- Born: August 14, 1963 (age 62) Moscow, USSR
- Origin: Moscow, Russian Federation
- Labels: Bel Air Classiques, Classical Records, Master Performers, Wienerworld

= Pavel Sorokin (conductor) =

Russian conductor

Pavel Sorokin (Павел Сорокин; born 14 August 1963) is a Russian conductor born into a strong family tradition of singers and dancers. His mother was a singer, Tamara Sorokina and his father, Shamil Yagudin, a dancer. In 1985 he entered the Moscow Conservatory studying piano under Lev Naumov and conducting in the class of Yury Simonov where he graduated with distinction in both. In 1998 he received the honorary title of Meritorious Artist from the Russian Federation for exceptional achievements in the arts.

==Career==

===Early career===
Sorokin joined Bolshoi Theatre in 1983 and worked there as a ballet accompanist till 1987. Since that year and till 1989 he worked as probationer at the Conservatoire de Paris where he was under guidance from Professor Jean-Sebastien Berreau. During the summer of the same year he joined Boston Symphony Orchestra's Tanglewood Festival at which he too kept his probationer job while being under guidance from Seiji Ozawa and Leonard Bernstein. When his term expired he got a certificate and was opted to perform in USA.

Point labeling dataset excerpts
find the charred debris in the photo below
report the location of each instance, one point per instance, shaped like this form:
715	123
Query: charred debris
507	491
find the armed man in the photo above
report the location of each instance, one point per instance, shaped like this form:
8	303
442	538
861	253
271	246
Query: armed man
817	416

● **TASK LIST**
(A) In the Pavel Sorokin biography, who taught him conducting at the Moscow Conservatory?
(B) Reproduce the entire point labeling listing above verbatim, from start to finish.

● **TASK SOLUTIONS**
(A) Yury Simonov

(B)
find the charred debris in the photo below
report the location of each instance, one point per instance, shaped like this form:
715	123
Query: charred debris
507	491
find the armed man in the photo above
report the location of each instance, one point per instance, shaped like this form:
8	303
442	538
861	253
271	246
Query: armed man
817	416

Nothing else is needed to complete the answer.